(Items)

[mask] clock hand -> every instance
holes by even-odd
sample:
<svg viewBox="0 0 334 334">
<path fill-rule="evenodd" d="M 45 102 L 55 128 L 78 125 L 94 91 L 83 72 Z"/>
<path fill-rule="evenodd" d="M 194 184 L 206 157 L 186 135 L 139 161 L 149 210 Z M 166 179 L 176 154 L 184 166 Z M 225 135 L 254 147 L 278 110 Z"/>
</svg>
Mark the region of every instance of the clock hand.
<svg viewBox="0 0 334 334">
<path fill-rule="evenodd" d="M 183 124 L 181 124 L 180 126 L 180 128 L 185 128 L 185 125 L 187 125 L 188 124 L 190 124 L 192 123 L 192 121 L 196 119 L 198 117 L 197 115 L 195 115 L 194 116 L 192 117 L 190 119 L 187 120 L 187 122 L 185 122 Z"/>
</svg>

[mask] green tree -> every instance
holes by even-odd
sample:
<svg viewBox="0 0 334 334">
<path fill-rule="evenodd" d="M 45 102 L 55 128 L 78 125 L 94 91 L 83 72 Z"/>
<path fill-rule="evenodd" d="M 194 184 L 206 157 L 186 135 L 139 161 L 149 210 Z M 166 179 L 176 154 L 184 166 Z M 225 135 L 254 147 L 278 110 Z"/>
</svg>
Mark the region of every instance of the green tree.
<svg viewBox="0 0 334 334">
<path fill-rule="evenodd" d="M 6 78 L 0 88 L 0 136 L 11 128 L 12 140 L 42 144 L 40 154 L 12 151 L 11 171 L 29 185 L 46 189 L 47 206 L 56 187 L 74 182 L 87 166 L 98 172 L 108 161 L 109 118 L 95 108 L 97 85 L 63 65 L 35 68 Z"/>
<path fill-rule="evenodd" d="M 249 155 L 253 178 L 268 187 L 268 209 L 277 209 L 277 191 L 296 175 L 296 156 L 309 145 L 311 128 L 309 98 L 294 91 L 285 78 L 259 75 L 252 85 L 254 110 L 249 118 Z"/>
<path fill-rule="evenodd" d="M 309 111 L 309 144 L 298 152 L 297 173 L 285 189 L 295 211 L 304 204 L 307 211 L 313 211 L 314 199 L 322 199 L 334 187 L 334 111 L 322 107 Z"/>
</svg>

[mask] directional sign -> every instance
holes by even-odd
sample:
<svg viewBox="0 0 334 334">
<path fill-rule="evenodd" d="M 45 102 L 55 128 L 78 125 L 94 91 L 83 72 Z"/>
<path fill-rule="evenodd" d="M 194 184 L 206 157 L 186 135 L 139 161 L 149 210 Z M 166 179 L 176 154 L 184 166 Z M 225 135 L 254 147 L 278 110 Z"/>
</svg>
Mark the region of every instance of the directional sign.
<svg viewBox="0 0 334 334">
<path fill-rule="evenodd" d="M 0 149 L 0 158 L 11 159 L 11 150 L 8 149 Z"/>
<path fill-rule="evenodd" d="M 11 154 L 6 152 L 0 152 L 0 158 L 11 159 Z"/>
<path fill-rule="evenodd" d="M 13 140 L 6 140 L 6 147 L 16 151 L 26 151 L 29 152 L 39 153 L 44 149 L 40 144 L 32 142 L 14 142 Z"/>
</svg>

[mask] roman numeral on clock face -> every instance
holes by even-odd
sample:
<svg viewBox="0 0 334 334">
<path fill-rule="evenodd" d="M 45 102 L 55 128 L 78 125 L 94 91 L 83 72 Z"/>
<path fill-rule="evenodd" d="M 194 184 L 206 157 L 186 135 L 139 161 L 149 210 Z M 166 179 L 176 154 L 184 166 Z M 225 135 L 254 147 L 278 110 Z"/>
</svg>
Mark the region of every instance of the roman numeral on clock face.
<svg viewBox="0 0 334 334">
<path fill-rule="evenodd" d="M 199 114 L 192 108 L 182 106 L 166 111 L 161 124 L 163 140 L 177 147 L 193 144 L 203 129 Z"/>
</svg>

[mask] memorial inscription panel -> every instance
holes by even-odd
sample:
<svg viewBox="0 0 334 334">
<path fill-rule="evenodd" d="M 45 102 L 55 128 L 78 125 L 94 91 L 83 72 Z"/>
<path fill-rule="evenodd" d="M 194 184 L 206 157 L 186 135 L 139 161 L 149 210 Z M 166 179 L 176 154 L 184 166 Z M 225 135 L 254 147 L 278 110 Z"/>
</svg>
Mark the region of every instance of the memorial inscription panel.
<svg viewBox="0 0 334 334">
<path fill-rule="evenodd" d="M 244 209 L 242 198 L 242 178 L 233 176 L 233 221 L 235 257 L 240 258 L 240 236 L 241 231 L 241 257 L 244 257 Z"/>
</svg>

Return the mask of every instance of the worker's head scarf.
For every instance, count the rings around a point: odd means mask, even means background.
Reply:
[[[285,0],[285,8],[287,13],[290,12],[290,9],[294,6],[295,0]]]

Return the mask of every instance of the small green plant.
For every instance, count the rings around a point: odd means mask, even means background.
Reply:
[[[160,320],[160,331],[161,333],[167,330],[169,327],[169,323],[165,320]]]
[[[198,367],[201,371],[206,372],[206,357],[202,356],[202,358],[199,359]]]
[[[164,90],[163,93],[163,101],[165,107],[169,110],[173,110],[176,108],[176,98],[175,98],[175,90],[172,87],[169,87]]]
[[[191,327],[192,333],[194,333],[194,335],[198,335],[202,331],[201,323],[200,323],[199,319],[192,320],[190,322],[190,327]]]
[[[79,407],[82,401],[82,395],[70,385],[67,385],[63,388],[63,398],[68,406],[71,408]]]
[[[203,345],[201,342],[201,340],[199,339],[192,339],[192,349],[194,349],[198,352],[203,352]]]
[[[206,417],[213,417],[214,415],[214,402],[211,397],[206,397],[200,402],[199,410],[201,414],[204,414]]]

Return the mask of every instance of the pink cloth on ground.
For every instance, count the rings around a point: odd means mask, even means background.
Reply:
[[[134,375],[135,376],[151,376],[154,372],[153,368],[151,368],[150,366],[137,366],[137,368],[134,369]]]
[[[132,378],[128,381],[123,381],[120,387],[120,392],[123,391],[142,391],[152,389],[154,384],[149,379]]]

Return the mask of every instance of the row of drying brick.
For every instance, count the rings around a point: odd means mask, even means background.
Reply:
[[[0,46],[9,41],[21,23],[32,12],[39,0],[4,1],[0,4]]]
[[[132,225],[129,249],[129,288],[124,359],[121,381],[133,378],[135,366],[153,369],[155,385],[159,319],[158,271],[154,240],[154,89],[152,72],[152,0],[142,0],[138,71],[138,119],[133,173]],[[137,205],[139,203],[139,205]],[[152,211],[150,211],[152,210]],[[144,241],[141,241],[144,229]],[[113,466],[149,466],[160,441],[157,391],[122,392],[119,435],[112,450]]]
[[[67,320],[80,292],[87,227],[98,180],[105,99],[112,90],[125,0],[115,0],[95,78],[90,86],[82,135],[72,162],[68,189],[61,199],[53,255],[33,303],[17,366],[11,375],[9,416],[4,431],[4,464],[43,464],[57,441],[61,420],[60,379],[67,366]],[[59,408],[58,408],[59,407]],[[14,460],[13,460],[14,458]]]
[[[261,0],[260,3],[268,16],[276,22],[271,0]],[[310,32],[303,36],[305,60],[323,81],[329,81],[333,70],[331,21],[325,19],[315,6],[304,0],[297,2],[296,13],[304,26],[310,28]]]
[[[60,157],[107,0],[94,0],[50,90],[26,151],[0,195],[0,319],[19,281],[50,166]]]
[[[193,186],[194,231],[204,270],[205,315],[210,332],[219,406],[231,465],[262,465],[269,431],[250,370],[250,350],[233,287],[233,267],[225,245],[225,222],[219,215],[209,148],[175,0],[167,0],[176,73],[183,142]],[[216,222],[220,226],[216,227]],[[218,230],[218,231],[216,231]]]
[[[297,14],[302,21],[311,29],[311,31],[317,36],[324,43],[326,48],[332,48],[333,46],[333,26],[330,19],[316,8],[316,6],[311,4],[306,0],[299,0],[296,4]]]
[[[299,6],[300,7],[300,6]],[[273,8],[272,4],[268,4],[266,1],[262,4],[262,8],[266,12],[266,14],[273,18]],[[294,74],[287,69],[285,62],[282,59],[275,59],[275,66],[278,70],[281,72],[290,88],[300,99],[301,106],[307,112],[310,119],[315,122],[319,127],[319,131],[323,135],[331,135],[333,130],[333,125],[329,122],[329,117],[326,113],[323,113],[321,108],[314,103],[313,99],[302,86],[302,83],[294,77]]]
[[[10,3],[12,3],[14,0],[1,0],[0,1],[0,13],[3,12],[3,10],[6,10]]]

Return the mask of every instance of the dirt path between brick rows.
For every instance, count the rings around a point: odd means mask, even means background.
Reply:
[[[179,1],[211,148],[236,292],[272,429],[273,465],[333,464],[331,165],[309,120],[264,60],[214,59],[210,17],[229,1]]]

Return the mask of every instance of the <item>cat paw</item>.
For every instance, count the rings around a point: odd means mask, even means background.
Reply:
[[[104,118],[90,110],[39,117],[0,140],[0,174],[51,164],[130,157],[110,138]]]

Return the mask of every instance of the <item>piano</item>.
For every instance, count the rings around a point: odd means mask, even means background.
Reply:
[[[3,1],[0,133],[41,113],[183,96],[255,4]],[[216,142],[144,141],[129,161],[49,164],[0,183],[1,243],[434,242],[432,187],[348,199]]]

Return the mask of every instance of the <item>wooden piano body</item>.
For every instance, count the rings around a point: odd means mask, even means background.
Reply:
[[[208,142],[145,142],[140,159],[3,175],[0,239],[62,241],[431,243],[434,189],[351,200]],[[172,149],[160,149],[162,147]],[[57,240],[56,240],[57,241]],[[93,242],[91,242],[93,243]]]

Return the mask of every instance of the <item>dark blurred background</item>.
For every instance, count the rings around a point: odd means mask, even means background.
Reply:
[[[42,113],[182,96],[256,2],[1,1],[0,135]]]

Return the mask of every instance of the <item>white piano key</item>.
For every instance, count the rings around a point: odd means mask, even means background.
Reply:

(Objective)
Reproduce without any change everything from the line containing "Return the mask of every instance of the <item>dark" down to the last of the rows, including both ends.

(Answer to this problem)
Return the mask of every instance of the <item>dark blurred background</item>.
For every instance, count the rings around a point: odd means mask, even means background.
Reply:
[[[42,113],[182,96],[256,2],[1,1],[0,135]]]

Return the mask of every instance of the <item>white piano key</item>.
For every instance, count the rings around a point: odd means mask, even means background.
Reply:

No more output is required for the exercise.